# Start of Supplied text

At the risk of vastly simplifying the issue, there were three sides to Russian society before the revolution, The cities, where most people had come to work, the peasant farms, the source of the food and constantly rebellious, and the infrastructure, the railways, army, navy and so forth.  The cities were dependent on the farms for food – food riots were the worst fear of the tsarist forces – and therefore they tried to use the army to force the peasants to hand over their food at fixed prices or at no price at all, save their continued existence. 

All of this took place in the midst of the worst winter in human history.  The balance of survival in the cities and the army was very fragile.  They could not keep going without food, but they had very little to trade for the food and therefore relied on the Bolshevik army to force the peasant s to supply food.  Thousands of people deserted the cities for the farms, some were welcome, and most were not.  There was nothing ordained about the Bolshevik victory.

The Story: 1919 - 1930

Now lets start changing the times (heh heh).  If the winter of 1919 had been a little worse, and consequently food shorter, the people in the cities would have found it almost impossible to survive.  The Bolsheviks, of that time, were not the uncaring people they became later, and anyway were well aware of the fragile nature of their power.  The army, which was short itself, was ordered to force the peasant s to supply more food.  For the poor peasants, this was a lose-lose solution, if they did send the food, they would have nothing to plant next year, while if they rebelled, they might be killed or enslaved.  Faced with such a choice, the peasants decide to revolt.

The peasants are not just the simple folk they are often portrayed as.  They have among their number soldiers who deserted their trenches and went home, and some of them have an understanding of the need to spread the rebellion as far as possible.  They organise peasant bands to destroy railway lines, capture ammunition and generally wage a guerrilla war on the Bolshevik forces.  They can’t hold out for long though, but they don’t have to; soon, the Bolsheviks, and – just incidentally – the people in the cities, will run out of food and starve.  The White forces, dependent upon the Cossacks, are pushed to one side by them and eventually completely suppressed by them.  Their pitiful arms are added to the Cossack supplies.  Many of the Whites are butchered by peasants that have long established grudges to settle.

# End of Supplied text
# Start of Data provided

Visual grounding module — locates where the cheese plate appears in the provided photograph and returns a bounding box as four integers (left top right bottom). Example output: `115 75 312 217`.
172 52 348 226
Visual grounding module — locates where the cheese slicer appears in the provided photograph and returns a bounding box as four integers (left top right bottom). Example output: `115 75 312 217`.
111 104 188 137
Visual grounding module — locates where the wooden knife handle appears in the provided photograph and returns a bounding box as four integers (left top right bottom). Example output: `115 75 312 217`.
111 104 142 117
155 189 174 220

# End of Data provided

**Task statement:**
Continue the alternate-history account of revolutionary Russia, starting after its final sentence. The items bear no relation to the alternate-history text on revolutionary Russia.

**Response to the task:**
In the cities, a human disaster is taking place.  The food is so short that the senior Bolsheviks attempt to keep it for themselves and their soldiers.  However, there is barely enough for them, and the soldiers get mutinous.  As the cities explode with riots, the soldiers desert the Bolshevik cause en masse.   Lenin, Stalin, Trotsky and the others are killed in the riots as staving crowds storm the governmental buildings.  Large parts of the cities are reduced to rubble and the people starve.  It is impossible to imagine the death tool, which must have run into the millions, but the effect on Russia was all too clear.  Those who could flee to the allied attempts to assist the whites, now futile, as the Whites no longer exist, and other leave what remains of the cities to the farms.  There is a small remment, which trades limited manufactured goods for food, but there is no longer any central authority.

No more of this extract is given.